#### OBJETIVO
Responda, com base no trecho sobre o conflito entre EUA e Coreia do Norte:
1. Quais dois países o trecho aponta como exceções?
2. O que Beijing não está disposta a receber?
3. Segundo os cientistas, o que o lançamento de algumas bombas de hidrogênio poria em risco?

#### TRECHO DA PÁGINA
↓↓↓

A briga é só entre EUA e Coreia do Norte. Nem uma única vez, o ditador Kim Jong- nu falou em atacar o Paraguai, o Thad, as ilhas Faroe ou qualquer outro país. Japão e Coreia do Sul são exceções. Eles receiam menos a nuclearização da Coreia do Norte do que uma guerra (nuclear ou não) entre os dois inimigos, sabem que, como vizinhos de um e aliados do outro, iria sobrar para eles.

 

A China é outro país preocupado com um eventual conflito bélico. Mas, veja bem, não se trata de medo, a preocupação da China é diferente: a causa não é a nuclearização do regime de Piongiang, mas as consequências de uma briga entre ele e Tio Sam. Beijing não está a fim de receber milhões de refugiados coreanos (do norte e do sul), fugindo do horror, em busca de segurança.

 

Claro, que uma guerra nuclear poderia atingir por tabela também o resto do mundo. Dizem os cientistas que os efeitos do lançamento de algumas bombas de hidrogênio poriam em risco a sobrevivência da raça humana. Mas, guerra não deve acontecer, nem Trump, nem Kim Jong nu são tão insanos. É simples assim.

 

Longe disso, ambos parecem bem espertos.

↑↑↑

#### SEÇÃO DE DADOS

↓↓↓

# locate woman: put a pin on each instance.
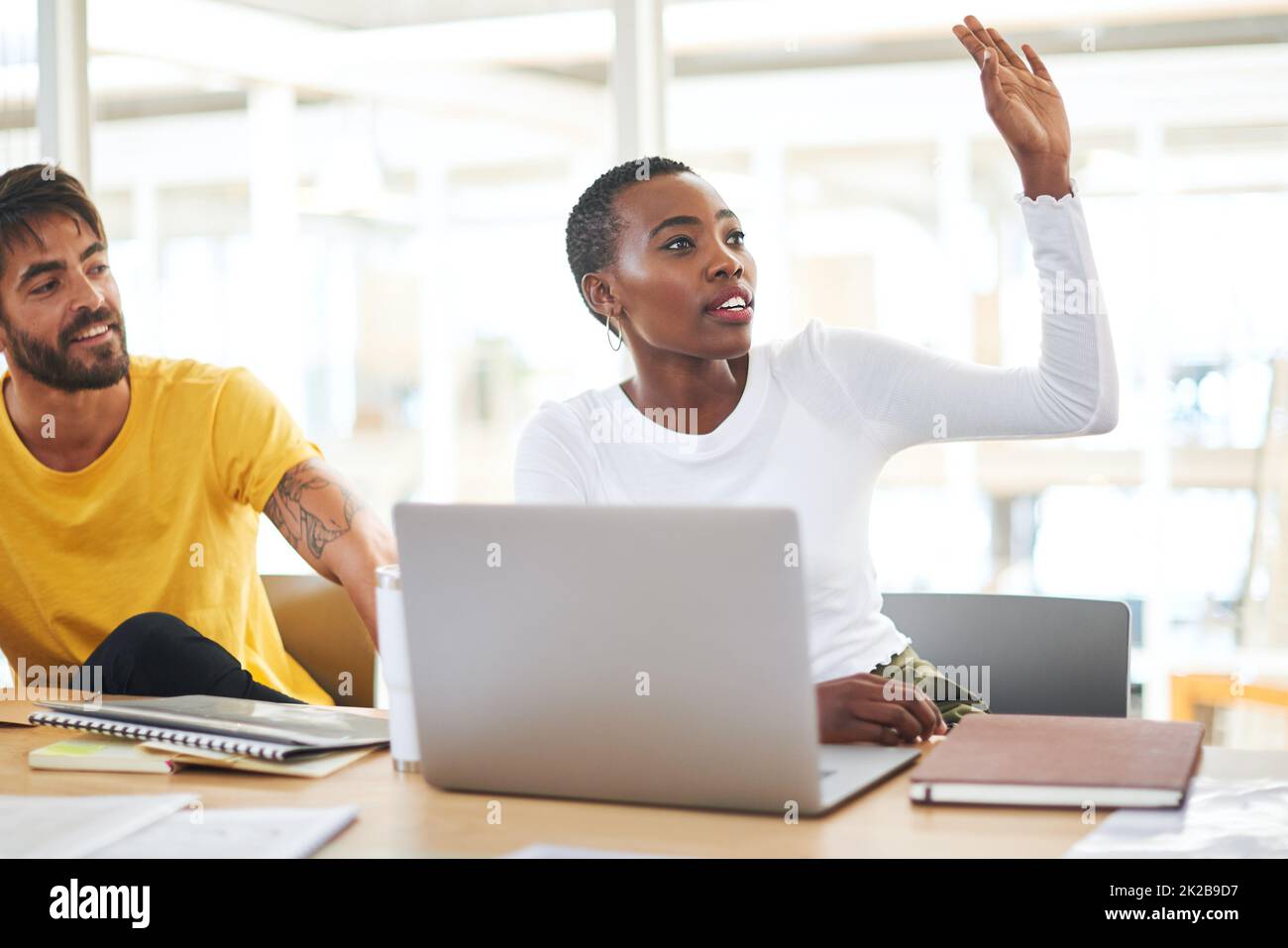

↑↑↑

#### RESPOSTA DO EXERCÍCIO
1. Japão e Coreia do Sul.
2. Milhões de refugiados coreanos (do norte e do sul).
3. A sobrevivência da raça humana.